**PROVIDED RECORDS:**
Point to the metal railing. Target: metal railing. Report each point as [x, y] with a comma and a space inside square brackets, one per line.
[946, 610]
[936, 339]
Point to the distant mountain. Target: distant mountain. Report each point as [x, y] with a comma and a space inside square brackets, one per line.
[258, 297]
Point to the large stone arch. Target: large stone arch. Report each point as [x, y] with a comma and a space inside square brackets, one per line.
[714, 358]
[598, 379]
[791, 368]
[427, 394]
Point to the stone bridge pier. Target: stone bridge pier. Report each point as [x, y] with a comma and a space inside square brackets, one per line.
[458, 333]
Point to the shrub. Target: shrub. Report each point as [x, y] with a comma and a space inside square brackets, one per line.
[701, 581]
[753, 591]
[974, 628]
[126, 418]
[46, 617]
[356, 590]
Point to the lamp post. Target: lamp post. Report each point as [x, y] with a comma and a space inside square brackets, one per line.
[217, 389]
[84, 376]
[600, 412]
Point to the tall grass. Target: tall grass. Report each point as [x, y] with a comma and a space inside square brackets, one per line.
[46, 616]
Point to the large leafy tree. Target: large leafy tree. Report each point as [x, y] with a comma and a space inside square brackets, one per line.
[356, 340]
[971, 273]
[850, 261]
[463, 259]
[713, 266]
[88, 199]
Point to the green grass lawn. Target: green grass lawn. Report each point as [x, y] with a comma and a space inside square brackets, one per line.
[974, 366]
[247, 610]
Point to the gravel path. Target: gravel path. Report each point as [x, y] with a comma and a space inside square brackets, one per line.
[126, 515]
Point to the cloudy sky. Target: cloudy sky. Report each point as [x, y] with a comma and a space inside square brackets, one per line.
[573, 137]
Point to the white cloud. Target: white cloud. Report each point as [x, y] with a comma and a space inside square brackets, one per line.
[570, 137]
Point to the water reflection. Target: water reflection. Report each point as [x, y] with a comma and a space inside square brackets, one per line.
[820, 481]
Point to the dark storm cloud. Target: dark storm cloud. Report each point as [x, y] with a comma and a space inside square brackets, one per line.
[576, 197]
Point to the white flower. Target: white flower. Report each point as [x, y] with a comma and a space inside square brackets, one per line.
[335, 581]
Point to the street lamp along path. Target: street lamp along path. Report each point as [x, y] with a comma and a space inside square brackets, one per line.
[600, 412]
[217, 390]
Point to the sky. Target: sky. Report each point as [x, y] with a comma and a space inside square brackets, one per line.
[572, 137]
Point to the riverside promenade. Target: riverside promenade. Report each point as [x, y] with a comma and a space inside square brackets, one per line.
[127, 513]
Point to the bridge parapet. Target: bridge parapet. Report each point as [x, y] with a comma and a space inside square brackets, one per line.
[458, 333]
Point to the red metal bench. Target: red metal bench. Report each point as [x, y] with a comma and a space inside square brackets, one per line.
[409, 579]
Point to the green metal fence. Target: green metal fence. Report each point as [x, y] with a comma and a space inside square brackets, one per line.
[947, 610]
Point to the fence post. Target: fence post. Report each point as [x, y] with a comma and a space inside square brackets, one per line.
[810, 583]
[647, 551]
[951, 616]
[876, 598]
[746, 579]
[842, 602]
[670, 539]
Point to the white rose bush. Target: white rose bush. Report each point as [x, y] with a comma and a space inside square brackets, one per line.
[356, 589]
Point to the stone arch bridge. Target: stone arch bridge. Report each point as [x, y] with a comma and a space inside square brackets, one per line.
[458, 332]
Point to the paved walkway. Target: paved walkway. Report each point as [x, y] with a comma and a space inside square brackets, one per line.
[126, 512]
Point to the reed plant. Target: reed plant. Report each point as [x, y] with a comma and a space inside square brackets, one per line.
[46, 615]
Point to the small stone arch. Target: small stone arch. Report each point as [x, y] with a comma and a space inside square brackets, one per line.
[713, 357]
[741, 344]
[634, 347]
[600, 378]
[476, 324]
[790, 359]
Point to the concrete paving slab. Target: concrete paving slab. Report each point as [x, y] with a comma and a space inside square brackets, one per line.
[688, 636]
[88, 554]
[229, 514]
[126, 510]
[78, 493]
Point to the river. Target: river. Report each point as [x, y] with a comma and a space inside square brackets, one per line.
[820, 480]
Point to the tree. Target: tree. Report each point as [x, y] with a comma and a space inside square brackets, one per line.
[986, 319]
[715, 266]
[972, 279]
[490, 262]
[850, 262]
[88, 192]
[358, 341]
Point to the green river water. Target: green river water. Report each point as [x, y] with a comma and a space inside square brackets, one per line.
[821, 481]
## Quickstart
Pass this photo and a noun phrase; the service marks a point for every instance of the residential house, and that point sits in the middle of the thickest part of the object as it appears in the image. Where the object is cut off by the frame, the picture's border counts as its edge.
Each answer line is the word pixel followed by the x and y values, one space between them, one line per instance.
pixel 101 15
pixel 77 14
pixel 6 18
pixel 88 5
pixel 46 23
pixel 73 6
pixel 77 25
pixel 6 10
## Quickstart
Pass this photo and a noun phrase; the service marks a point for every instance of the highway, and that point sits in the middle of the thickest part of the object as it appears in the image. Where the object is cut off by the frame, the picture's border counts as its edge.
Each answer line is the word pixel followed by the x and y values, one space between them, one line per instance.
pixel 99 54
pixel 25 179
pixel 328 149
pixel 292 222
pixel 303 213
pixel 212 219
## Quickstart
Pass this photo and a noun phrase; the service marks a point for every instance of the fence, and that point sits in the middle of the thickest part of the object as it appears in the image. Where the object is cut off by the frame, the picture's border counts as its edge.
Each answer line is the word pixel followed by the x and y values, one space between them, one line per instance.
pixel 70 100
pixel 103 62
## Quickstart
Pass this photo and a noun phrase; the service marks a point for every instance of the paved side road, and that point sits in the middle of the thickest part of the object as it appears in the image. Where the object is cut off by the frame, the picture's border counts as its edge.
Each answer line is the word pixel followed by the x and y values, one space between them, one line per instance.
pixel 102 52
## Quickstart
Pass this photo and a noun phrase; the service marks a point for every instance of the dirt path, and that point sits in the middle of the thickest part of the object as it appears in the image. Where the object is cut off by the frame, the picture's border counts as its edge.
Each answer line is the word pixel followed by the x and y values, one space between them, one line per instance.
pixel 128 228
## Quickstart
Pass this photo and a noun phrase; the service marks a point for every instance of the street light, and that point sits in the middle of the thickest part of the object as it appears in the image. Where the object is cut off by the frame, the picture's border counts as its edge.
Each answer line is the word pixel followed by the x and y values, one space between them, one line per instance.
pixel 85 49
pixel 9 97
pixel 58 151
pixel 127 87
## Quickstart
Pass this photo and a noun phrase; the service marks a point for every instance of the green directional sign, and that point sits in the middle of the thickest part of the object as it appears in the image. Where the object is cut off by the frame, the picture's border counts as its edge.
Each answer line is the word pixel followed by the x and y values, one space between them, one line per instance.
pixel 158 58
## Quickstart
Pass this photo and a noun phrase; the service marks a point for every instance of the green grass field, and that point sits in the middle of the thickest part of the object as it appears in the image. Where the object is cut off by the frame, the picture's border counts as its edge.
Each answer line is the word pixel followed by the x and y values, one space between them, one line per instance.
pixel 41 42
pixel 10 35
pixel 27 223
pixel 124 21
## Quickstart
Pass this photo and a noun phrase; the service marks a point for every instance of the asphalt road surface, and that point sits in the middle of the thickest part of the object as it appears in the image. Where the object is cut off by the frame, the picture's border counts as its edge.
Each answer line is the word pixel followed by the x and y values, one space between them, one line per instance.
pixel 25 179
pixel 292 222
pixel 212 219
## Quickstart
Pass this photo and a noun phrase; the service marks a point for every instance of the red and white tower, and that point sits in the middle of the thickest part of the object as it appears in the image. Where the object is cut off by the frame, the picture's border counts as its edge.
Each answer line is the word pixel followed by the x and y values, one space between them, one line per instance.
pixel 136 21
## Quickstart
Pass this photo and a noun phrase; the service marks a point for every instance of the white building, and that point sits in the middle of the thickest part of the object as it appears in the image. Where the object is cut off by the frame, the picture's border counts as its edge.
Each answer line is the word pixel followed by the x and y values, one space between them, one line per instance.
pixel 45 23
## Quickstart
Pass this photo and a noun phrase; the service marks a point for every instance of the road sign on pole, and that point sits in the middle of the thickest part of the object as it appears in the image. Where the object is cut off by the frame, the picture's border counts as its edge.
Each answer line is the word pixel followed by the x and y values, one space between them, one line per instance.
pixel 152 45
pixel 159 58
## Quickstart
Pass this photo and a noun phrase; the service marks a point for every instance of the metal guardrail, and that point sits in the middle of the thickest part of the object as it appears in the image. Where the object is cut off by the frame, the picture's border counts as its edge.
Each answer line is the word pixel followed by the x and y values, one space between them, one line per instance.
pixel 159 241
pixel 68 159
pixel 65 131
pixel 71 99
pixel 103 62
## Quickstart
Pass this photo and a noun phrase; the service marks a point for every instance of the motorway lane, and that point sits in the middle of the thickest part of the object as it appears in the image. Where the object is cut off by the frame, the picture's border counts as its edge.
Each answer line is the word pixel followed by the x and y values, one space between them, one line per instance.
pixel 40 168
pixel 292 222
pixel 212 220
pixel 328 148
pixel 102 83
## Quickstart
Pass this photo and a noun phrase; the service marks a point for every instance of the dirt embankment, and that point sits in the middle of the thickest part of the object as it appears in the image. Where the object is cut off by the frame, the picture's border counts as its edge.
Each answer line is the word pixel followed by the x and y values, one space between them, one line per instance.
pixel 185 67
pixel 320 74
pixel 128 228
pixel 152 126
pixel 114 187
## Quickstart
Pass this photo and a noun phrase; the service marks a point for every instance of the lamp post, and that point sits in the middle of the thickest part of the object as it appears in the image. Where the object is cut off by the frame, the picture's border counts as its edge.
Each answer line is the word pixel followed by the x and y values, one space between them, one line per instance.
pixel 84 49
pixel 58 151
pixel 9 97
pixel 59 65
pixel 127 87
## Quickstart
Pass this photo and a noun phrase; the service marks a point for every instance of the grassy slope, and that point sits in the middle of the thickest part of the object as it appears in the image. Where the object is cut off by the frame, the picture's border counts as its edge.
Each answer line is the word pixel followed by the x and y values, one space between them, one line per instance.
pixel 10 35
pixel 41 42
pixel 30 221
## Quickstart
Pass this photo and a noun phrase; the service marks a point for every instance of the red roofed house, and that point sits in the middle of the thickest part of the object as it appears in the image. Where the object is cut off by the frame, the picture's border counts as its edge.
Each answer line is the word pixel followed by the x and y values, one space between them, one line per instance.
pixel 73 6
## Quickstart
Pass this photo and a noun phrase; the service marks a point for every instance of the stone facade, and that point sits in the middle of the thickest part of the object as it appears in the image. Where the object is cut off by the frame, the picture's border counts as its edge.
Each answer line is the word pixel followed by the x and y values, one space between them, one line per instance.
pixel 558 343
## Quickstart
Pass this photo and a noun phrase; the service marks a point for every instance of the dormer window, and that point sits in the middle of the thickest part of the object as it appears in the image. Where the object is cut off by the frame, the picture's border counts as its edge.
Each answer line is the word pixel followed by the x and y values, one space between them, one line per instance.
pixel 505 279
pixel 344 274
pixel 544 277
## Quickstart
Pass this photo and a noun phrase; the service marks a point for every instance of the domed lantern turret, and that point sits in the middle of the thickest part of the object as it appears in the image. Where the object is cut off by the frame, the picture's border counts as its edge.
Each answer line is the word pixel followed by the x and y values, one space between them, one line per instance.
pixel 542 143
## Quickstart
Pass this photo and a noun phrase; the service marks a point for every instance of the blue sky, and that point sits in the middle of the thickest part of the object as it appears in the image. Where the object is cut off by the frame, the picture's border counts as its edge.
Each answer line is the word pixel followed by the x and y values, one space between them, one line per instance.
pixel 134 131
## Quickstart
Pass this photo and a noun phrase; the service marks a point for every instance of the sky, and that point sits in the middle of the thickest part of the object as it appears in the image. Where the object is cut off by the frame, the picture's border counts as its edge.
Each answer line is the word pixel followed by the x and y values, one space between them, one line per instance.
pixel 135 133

**REQUIREMENT:** Copy each line of the preceding material that contains "road".

**WRITTEN ANSWER:**
Pass this photo and a noun phrase; the service marks a point for every instance of the paved side road, and that point sits in the middle of the thickest part of the object as it appears in the image. Where the object is cut off by the frame, the picture's border counts as its edge.
Pass this photo and a noun phrase; the service marks a point for every instance of the asphalt road surface, and that point sits in the middle of the thickest part of the object as it appears in the image. Where the object is cut off by the frame, the picture's border counts as its edge.
Pass this photo and a noun phrase; the service marks a point for every instance of the road sign on pole, and that point sits in the middle of the thickest part of the object as it appears in the image. Where the object is cut off by the frame, the picture's border counts as its edge.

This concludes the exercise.